Report each line of the records below that contains the word "black", copied in full. The match is case-sensitive.
'''
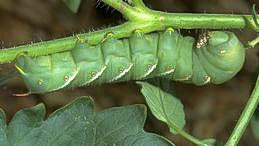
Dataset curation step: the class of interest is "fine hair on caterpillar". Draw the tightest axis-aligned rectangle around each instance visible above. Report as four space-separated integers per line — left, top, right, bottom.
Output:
15 28 245 93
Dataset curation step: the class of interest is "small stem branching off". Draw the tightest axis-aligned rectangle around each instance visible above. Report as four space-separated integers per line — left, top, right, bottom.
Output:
0 0 259 146
0 0 259 64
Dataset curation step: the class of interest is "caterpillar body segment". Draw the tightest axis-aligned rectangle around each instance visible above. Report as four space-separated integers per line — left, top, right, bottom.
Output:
16 29 245 93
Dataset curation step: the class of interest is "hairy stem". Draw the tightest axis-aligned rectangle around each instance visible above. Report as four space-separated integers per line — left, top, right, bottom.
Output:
225 76 259 146
247 36 259 48
0 0 259 64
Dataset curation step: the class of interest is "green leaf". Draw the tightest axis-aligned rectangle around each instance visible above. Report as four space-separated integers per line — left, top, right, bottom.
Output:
251 110 259 140
137 82 185 134
63 0 82 13
0 97 174 146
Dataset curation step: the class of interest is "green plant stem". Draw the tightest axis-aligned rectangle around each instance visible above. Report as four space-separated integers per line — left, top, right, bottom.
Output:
247 36 259 48
0 0 259 64
225 76 259 146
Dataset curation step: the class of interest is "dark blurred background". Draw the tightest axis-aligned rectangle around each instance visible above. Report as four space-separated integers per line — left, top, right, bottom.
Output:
0 0 259 146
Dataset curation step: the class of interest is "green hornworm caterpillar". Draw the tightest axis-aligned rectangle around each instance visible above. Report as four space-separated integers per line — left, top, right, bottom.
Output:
15 29 245 93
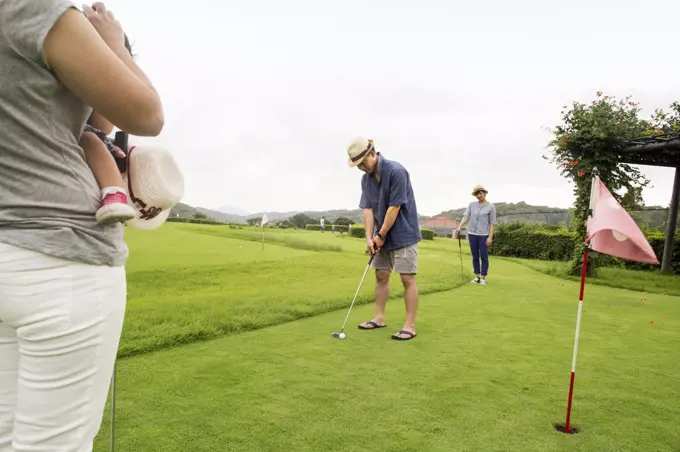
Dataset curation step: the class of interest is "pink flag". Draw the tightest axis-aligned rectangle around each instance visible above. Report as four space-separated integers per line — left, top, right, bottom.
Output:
588 176 659 264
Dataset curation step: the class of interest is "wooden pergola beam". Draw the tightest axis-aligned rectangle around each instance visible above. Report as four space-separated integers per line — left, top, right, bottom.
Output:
619 134 680 273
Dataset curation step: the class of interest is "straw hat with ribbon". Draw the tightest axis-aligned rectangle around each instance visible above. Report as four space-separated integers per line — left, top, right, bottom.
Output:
472 185 489 196
347 138 375 166
124 145 184 231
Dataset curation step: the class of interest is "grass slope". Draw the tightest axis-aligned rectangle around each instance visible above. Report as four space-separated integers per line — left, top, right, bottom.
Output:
95 231 680 452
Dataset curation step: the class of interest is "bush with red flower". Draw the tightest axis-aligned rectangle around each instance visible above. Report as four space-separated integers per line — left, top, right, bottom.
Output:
543 92 680 274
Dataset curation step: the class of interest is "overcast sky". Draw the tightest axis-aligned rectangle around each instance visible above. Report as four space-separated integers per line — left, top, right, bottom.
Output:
101 0 680 215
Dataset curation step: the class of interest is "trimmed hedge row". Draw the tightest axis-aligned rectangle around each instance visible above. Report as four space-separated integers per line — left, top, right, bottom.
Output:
305 223 348 232
489 223 680 274
597 231 680 275
489 223 575 261
350 224 434 240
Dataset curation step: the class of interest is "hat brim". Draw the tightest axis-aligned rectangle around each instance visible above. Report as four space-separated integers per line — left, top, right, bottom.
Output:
347 154 368 168
127 209 170 231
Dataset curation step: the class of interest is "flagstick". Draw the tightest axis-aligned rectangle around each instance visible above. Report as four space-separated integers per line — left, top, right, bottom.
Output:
564 168 600 435
564 248 588 435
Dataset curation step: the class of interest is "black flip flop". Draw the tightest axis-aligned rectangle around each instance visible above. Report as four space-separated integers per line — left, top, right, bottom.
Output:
359 320 387 330
392 330 416 341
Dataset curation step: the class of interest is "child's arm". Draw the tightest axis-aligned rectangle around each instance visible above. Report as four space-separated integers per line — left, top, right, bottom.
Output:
89 111 113 135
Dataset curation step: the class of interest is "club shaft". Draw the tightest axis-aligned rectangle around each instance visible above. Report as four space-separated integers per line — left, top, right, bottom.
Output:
340 262 371 333
109 364 116 452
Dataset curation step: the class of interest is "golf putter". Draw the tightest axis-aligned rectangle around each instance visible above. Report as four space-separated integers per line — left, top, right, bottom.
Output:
109 132 128 452
333 254 375 338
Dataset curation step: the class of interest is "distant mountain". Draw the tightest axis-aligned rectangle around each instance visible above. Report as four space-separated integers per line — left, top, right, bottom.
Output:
170 201 668 230
170 202 246 224
215 206 249 217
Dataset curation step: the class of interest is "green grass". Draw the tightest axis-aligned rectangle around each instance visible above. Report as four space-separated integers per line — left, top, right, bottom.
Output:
499 257 680 296
119 224 471 357
95 225 680 452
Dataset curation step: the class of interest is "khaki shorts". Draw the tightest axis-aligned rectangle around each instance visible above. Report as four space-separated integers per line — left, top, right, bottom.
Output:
371 243 418 275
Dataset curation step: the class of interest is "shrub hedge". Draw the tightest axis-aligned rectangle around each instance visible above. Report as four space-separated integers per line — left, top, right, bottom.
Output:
350 224 434 240
489 223 680 274
305 223 354 232
420 228 434 240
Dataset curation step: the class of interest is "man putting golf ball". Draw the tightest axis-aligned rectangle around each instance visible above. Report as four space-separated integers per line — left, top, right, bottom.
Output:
347 138 422 341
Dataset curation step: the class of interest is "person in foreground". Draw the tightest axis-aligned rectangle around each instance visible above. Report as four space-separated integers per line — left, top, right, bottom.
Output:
347 138 422 341
456 185 496 284
0 0 164 452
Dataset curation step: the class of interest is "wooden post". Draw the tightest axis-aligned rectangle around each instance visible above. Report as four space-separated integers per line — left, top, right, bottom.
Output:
661 167 680 273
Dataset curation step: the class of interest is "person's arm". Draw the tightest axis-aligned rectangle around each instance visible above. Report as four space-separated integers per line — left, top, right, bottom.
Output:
359 176 375 253
487 204 496 246
378 169 408 237
40 3 165 136
364 208 375 241
456 204 470 232
90 111 113 135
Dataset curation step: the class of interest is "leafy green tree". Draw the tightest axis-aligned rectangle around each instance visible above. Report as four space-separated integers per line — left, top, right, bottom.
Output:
543 92 680 274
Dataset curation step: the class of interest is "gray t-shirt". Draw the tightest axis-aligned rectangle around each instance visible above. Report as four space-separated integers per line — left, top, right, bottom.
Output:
463 201 496 235
0 0 128 266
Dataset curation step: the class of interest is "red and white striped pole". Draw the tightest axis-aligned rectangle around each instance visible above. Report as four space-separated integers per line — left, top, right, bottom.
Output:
564 248 588 435
564 168 599 435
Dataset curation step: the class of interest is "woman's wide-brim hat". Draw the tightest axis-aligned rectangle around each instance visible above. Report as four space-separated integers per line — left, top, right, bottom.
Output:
472 185 489 196
347 138 373 166
123 145 184 231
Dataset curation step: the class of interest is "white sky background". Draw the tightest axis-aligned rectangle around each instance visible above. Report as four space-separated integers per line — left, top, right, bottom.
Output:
101 0 680 215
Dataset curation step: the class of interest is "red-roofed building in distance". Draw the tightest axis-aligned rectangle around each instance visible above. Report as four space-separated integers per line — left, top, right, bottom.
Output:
420 215 466 237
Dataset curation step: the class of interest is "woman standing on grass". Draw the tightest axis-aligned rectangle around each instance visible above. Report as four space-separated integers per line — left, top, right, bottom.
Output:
456 185 496 284
0 0 164 452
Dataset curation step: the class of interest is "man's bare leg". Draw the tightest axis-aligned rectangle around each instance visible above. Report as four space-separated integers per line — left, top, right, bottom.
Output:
362 270 392 329
396 274 418 338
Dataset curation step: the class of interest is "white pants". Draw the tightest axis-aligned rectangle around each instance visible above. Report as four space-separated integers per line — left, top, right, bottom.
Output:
0 243 126 452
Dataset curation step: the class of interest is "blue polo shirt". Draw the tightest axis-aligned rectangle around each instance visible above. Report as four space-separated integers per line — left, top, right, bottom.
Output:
359 152 423 251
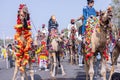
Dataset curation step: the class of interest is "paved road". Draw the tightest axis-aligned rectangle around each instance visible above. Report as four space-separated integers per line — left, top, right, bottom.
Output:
0 58 120 80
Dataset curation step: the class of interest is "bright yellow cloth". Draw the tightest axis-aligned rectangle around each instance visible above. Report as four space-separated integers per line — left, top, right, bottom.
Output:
2 48 7 58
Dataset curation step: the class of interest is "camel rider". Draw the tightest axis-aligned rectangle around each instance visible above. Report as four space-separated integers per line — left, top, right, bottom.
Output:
47 15 59 48
77 0 99 35
48 15 59 32
41 24 48 36
67 19 78 38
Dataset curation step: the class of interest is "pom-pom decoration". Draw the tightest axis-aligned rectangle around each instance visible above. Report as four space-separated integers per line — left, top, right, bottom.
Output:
14 4 32 72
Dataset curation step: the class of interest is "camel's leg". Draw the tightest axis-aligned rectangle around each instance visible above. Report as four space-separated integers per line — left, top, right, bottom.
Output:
109 65 114 80
101 58 106 80
84 58 89 80
75 53 78 64
52 53 57 77
24 71 28 80
70 49 73 64
61 64 66 75
109 47 119 80
89 57 94 80
12 62 18 80
29 63 34 80
30 69 34 80
20 73 25 80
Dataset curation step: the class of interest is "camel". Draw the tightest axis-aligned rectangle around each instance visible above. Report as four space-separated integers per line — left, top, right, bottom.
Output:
109 29 120 80
49 29 65 77
69 26 78 64
12 4 35 80
82 7 112 80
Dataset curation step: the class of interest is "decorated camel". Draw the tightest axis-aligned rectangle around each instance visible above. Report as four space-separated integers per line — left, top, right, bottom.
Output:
49 28 65 77
69 26 78 64
109 29 120 80
12 4 35 80
82 7 112 80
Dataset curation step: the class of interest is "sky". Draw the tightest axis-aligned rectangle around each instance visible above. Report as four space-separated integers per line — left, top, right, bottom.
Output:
0 0 112 39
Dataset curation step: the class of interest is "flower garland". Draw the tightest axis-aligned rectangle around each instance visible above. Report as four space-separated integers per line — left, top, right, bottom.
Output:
85 16 109 60
14 4 32 72
85 16 100 60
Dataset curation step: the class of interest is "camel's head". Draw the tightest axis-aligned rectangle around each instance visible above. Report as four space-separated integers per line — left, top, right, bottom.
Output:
100 7 113 32
17 4 30 28
100 7 113 25
71 26 76 33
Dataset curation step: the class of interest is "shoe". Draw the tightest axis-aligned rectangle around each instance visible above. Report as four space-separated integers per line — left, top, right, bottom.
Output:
38 68 41 71
45 69 49 71
79 64 83 66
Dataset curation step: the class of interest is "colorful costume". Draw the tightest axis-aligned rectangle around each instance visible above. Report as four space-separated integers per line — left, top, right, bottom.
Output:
14 4 35 72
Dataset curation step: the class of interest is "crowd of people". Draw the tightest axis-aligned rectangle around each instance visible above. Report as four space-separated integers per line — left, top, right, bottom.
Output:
1 0 119 79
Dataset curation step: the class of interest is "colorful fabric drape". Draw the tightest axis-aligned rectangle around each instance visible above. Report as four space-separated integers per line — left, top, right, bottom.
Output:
14 4 33 72
85 16 99 60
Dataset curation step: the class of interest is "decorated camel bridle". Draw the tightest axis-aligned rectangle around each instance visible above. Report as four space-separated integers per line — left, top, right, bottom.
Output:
14 4 35 72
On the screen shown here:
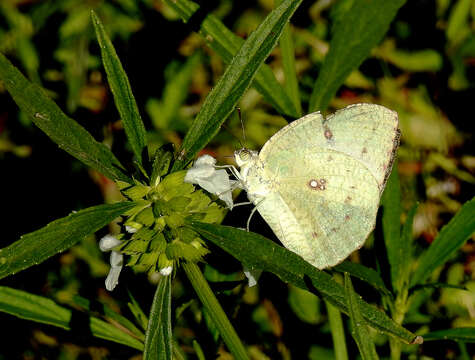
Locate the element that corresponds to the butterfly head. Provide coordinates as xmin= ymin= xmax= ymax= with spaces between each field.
xmin=234 ymin=148 xmax=258 ymax=167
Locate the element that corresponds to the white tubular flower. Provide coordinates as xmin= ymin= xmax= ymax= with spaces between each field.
xmin=99 ymin=234 xmax=121 ymax=252
xmin=184 ymin=155 xmax=234 ymax=209
xmin=99 ymin=234 xmax=124 ymax=291
xmin=160 ymin=266 xmax=173 ymax=276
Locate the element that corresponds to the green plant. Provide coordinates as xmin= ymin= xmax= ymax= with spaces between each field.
xmin=0 ymin=0 xmax=475 ymax=359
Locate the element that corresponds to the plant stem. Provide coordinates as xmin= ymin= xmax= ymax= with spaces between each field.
xmin=325 ymin=301 xmax=348 ymax=360
xmin=182 ymin=262 xmax=249 ymax=360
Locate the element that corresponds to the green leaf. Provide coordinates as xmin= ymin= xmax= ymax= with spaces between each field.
xmin=275 ymin=0 xmax=302 ymax=116
xmin=150 ymin=144 xmax=173 ymax=186
xmin=73 ymin=295 xmax=145 ymax=341
xmin=165 ymin=0 xmax=300 ymax=118
xmin=127 ymin=290 xmax=148 ymax=330
xmin=411 ymin=198 xmax=475 ymax=287
xmin=345 ymin=273 xmax=378 ymax=360
xmin=189 ymin=222 xmax=415 ymax=343
xmin=0 ymin=286 xmax=143 ymax=350
xmin=0 ymin=202 xmax=135 ymax=279
xmin=182 ymin=261 xmax=249 ymax=360
xmin=0 ymin=53 xmax=130 ymax=181
xmin=325 ymin=301 xmax=348 ymax=360
xmin=381 ymin=162 xmax=408 ymax=291
xmin=333 ymin=260 xmax=392 ymax=296
xmin=395 ymin=203 xmax=419 ymax=292
xmin=424 ymin=327 xmax=475 ymax=343
xmin=173 ymin=0 xmax=302 ymax=170
xmin=288 ymin=285 xmax=323 ymax=325
xmin=143 ymin=275 xmax=172 ymax=360
xmin=446 ymin=0 xmax=473 ymax=42
xmin=146 ymin=52 xmax=201 ymax=130
xmin=309 ymin=0 xmax=406 ymax=112
xmin=411 ymin=283 xmax=470 ymax=293
xmin=91 ymin=10 xmax=146 ymax=164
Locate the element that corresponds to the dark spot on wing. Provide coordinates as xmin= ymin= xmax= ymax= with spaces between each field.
xmin=323 ymin=126 xmax=333 ymax=140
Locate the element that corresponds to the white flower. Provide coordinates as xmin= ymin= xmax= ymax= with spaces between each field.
xmin=184 ymin=155 xmax=235 ymax=209
xmin=160 ymin=266 xmax=173 ymax=276
xmin=99 ymin=234 xmax=124 ymax=291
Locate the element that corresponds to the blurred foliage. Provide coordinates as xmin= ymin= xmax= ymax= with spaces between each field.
xmin=0 ymin=0 xmax=475 ymax=359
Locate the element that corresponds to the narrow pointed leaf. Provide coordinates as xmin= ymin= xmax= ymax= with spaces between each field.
xmin=0 ymin=202 xmax=135 ymax=279
xmin=73 ymin=295 xmax=145 ymax=341
xmin=173 ymin=0 xmax=301 ymax=170
xmin=0 ymin=53 xmax=130 ymax=181
xmin=182 ymin=262 xmax=249 ymax=360
xmin=165 ymin=0 xmax=300 ymax=118
xmin=394 ymin=203 xmax=419 ymax=292
xmin=333 ymin=260 xmax=392 ymax=296
xmin=275 ymin=0 xmax=302 ymax=116
xmin=381 ymin=163 xmax=407 ymax=290
xmin=0 ymin=286 xmax=143 ymax=350
xmin=143 ymin=275 xmax=173 ymax=360
xmin=345 ymin=273 xmax=378 ymax=360
xmin=189 ymin=222 xmax=416 ymax=343
xmin=325 ymin=301 xmax=348 ymax=360
xmin=91 ymin=10 xmax=146 ymax=163
xmin=309 ymin=0 xmax=406 ymax=112
xmin=411 ymin=198 xmax=475 ymax=287
xmin=424 ymin=327 xmax=475 ymax=343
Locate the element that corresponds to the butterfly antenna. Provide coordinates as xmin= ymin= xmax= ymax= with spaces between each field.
xmin=236 ymin=107 xmax=247 ymax=149
xmin=221 ymin=124 xmax=242 ymax=150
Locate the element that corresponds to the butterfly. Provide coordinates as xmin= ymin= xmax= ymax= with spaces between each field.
xmin=231 ymin=104 xmax=400 ymax=269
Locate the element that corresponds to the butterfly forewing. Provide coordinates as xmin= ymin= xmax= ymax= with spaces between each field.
xmin=247 ymin=104 xmax=398 ymax=268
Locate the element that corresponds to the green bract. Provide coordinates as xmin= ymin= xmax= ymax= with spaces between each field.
xmin=114 ymin=170 xmax=225 ymax=272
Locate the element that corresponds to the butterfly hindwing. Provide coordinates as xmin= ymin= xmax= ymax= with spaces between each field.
xmin=251 ymin=104 xmax=399 ymax=268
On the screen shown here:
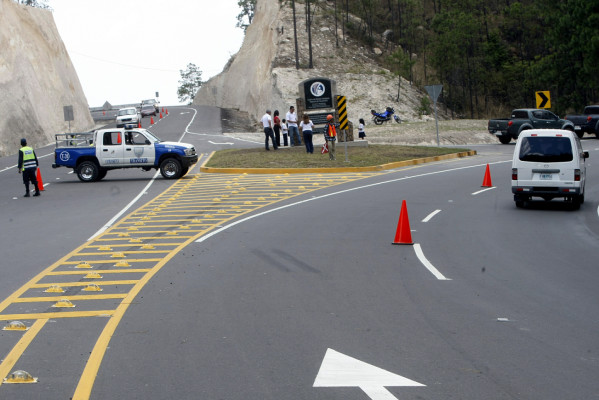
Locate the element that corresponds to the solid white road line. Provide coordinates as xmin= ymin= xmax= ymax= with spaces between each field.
xmin=472 ymin=186 xmax=496 ymax=196
xmin=422 ymin=210 xmax=441 ymax=222
xmin=414 ymin=243 xmax=451 ymax=281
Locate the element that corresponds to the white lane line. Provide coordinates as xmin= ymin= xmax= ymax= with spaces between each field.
xmin=472 ymin=186 xmax=496 ymax=196
xmin=422 ymin=210 xmax=441 ymax=222
xmin=414 ymin=243 xmax=451 ymax=281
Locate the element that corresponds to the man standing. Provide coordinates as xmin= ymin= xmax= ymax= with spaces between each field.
xmin=262 ymin=110 xmax=277 ymax=150
xmin=285 ymin=106 xmax=302 ymax=147
xmin=324 ymin=114 xmax=337 ymax=160
xmin=17 ymin=138 xmax=40 ymax=197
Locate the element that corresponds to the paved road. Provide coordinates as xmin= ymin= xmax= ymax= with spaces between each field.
xmin=0 ymin=108 xmax=599 ymax=400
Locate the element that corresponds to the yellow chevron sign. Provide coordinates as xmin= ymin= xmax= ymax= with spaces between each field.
xmin=337 ymin=96 xmax=347 ymax=130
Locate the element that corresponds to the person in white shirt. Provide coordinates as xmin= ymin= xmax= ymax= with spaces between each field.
xmin=300 ymin=114 xmax=314 ymax=154
xmin=285 ymin=106 xmax=302 ymax=146
xmin=262 ymin=110 xmax=277 ymax=150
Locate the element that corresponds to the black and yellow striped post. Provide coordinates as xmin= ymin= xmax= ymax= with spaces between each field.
xmin=337 ymin=96 xmax=347 ymax=131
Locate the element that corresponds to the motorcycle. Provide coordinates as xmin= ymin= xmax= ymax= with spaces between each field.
xmin=370 ymin=107 xmax=401 ymax=125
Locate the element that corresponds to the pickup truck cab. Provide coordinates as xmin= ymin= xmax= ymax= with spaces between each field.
xmin=512 ymin=129 xmax=589 ymax=209
xmin=564 ymin=105 xmax=599 ymax=139
xmin=52 ymin=127 xmax=198 ymax=182
xmin=488 ymin=108 xmax=574 ymax=144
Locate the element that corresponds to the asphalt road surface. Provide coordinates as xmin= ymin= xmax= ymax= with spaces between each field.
xmin=0 ymin=107 xmax=599 ymax=400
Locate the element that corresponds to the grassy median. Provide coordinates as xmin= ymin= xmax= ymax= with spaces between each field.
xmin=205 ymin=142 xmax=469 ymax=168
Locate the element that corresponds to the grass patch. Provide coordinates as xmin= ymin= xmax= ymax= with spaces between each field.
xmin=206 ymin=142 xmax=468 ymax=168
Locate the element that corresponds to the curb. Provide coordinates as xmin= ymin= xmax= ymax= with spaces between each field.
xmin=200 ymin=150 xmax=477 ymax=174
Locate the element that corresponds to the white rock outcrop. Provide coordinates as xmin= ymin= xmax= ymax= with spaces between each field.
xmin=0 ymin=0 xmax=94 ymax=156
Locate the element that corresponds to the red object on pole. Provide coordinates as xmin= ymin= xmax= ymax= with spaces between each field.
xmin=36 ymin=168 xmax=44 ymax=191
xmin=392 ymin=200 xmax=414 ymax=244
xmin=482 ymin=164 xmax=493 ymax=187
'''
Solution
Dataset curation step: the class of interest is "black flip flop". Draw the tightest axis-aligned rectangle around each instance visible above. Report as four space-separated integers per line — left, top, right, bottom.
Locate the element that corresponds to the black and yellow striped post. Provide coordinates as xmin= ymin= xmax= ymax= with spaces between each field.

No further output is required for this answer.